• [Supplied passage]
++++++++++
Last hurrah for oil companies?

But at Lake Esieh, she found the chemical signature of the gas was of a geologic origin – meaning it wasn’t coming from thawing soil (which, among other things, releases long-buried microbes) but from fossil fuels being exposed to the atmosphere for the first time in thousands of years, maybe ever.

Gas and oil companies are already eyeing the Arctic as their last great hurrah, prospecting wise. But as Dr Walter Anthony told The Washington Post, if the reservoir of fossils fuels were but a sample of a greater store coming to light in the region, then the existential heat being felt by the planet so far would only intensify.

The warmer the world, then … the warmer the world. This is what scientists call a feedback loop.

In August, Dr Walter Anthony and colleagues published a paper in Nature Communications – based on model data, supported by field observations, radiocarbon dating, and remote sensing – that found permafrost carbon emissions are accelerated by abrupt thawing beneath lakes.

She also noted that most modelling of 21st century emissions haven’t taken lake emissions into account.

According to the Earth Institute at Columbia University, the world’s permafrost – which is 1500 metres thick in places – holds 1500 billion tons of carbon, almost double the amount of carbon that is currently in the atmosphere.

In June, the University of Colorado published a paper that found the US oil and gas industry emits 13 million metric tons of methane from its operations each year, 60 per cent more than estimated by the US Environmental Protection Agency.
++++++++++
• [Task] Reproduce everything in the passage on Arctic permafrost and fossil fuel emissions from "But at Lake" down to "would only intensify.". You will not need the entries that follow this passage.

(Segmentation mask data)
++++++++++
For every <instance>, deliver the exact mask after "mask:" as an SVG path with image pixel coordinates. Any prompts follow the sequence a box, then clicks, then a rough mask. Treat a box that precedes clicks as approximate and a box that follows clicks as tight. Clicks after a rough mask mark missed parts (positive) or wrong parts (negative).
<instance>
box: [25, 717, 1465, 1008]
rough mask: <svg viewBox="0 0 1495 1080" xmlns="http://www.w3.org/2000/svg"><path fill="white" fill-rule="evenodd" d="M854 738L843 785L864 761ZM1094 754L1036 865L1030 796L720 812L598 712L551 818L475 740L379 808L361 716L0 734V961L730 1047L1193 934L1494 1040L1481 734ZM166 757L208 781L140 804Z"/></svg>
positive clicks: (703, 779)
++++++++++
• [Exercise output]
But at Lake Esieh, she found the chemical signature of the gas was of a geologic origin – meaning it wasn’t coming from thawing soil (which, among other things, releases long-buried microbes) but from fossil fuels being exposed to the atmosphere for the first time in thousands of years, maybe ever.

Gas and oil companies are already eyeing the Arctic as their last great hurrah, prospecting wise. But as Dr Walter Anthony told The Washington Post, if the reservoir of fossils fuels were but a sample of a greater store coming to light in the region, then the existential heat being felt by the planet so far would only intensify.